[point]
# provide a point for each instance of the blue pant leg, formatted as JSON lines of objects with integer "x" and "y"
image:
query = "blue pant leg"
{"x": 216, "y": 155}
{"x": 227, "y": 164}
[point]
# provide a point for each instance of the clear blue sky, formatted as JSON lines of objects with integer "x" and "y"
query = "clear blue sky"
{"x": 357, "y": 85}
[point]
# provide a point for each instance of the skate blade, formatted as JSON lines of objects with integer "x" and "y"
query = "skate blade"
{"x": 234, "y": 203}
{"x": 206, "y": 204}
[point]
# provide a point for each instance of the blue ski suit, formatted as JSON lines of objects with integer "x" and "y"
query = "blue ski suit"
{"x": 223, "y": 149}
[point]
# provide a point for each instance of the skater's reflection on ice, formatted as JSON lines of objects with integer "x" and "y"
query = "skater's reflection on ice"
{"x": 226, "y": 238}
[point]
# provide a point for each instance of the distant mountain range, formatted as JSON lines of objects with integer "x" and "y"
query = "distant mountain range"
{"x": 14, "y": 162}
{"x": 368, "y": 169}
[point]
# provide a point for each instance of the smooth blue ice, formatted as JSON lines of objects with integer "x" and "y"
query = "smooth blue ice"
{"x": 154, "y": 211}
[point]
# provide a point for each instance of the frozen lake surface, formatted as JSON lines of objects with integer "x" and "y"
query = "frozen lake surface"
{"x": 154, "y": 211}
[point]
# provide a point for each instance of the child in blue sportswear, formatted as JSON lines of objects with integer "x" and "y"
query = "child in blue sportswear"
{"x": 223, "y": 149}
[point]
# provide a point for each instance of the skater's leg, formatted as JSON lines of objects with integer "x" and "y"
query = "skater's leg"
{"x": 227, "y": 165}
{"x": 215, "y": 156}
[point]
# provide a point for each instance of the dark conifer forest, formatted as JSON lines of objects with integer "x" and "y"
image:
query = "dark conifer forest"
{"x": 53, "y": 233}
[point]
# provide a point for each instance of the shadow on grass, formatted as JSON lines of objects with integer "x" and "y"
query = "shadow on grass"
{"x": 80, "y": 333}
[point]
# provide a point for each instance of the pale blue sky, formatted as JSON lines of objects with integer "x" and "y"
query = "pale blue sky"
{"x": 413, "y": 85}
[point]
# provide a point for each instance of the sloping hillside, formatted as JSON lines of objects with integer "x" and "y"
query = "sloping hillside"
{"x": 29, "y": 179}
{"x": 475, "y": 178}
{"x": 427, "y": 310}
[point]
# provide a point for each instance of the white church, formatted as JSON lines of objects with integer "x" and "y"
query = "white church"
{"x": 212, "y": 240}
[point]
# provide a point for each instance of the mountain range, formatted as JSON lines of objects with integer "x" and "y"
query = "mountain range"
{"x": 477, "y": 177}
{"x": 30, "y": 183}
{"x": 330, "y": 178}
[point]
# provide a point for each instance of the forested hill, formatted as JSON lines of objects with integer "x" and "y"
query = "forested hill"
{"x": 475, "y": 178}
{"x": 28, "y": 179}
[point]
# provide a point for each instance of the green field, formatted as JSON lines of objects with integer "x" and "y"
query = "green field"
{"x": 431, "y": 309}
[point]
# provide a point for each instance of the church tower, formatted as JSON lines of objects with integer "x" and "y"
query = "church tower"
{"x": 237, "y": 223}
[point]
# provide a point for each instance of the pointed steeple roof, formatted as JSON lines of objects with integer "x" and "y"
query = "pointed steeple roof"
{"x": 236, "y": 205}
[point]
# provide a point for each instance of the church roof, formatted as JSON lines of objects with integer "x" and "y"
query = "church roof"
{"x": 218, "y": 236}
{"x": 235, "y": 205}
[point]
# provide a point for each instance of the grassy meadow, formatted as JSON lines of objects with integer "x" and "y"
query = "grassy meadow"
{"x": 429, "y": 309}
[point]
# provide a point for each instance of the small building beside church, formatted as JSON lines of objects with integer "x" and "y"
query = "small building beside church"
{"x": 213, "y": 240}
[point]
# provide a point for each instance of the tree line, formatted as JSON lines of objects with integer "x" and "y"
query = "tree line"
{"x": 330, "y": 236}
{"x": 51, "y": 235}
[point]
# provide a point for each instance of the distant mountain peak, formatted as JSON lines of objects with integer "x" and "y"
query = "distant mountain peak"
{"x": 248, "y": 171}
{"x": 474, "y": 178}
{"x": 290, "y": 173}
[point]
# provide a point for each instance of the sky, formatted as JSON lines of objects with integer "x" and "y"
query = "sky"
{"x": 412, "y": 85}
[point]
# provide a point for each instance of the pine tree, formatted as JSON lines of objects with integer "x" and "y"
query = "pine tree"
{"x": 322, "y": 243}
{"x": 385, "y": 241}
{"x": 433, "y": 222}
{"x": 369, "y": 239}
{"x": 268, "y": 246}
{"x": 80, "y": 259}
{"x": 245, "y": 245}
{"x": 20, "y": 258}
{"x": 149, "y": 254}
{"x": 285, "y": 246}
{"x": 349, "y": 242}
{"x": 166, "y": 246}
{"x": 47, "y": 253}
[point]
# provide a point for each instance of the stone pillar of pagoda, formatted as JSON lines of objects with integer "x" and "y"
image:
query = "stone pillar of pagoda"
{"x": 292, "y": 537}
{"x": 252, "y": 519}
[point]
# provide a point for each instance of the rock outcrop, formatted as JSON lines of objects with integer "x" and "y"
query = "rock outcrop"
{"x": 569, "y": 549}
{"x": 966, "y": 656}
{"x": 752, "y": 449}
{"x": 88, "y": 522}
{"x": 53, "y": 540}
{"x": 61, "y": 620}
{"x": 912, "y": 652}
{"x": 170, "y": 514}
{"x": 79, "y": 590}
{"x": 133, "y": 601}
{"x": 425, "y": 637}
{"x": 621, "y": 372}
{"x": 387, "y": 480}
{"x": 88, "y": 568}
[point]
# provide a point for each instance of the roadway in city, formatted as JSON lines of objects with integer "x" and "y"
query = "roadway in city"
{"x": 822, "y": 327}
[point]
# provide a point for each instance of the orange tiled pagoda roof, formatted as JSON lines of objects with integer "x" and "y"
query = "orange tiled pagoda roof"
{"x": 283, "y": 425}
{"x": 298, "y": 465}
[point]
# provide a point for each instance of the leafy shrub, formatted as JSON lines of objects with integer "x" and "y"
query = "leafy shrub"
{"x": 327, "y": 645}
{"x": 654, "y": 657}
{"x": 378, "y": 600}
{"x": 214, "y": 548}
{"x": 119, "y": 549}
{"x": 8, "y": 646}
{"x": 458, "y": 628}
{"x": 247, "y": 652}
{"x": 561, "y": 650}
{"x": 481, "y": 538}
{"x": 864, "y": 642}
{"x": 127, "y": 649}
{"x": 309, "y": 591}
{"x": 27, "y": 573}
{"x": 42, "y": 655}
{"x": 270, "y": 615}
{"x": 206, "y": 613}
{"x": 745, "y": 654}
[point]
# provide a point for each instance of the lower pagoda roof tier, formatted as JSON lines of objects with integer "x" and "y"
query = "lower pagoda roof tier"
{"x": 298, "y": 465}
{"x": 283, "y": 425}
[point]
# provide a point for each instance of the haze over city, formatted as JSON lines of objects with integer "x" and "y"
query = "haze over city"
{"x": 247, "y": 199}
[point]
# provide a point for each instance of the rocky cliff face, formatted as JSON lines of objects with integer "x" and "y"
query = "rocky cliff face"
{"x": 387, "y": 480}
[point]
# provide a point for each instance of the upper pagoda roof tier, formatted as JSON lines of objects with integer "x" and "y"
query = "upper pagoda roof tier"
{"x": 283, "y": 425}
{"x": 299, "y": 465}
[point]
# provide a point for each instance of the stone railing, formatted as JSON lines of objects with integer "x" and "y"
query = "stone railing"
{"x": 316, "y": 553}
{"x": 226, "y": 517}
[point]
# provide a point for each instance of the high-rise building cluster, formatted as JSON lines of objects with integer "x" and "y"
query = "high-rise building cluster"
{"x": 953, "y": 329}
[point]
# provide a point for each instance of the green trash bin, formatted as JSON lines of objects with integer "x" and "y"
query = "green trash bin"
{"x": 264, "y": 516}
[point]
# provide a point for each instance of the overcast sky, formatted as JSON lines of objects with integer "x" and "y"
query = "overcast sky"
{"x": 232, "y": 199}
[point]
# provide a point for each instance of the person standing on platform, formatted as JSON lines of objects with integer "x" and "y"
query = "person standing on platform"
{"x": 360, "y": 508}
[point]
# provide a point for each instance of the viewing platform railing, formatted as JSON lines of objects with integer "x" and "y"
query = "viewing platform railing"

» **INSTRUCTIONS TO FOLLOW**
Please report every line of the listing that contains the string "viewing".

» **SOLUTION TO THIS TASK**
# provide a point for each instance of the viewing platform railing, formatted as JSON lines of objects with integer "x" and "y"
query = "viewing platform railing"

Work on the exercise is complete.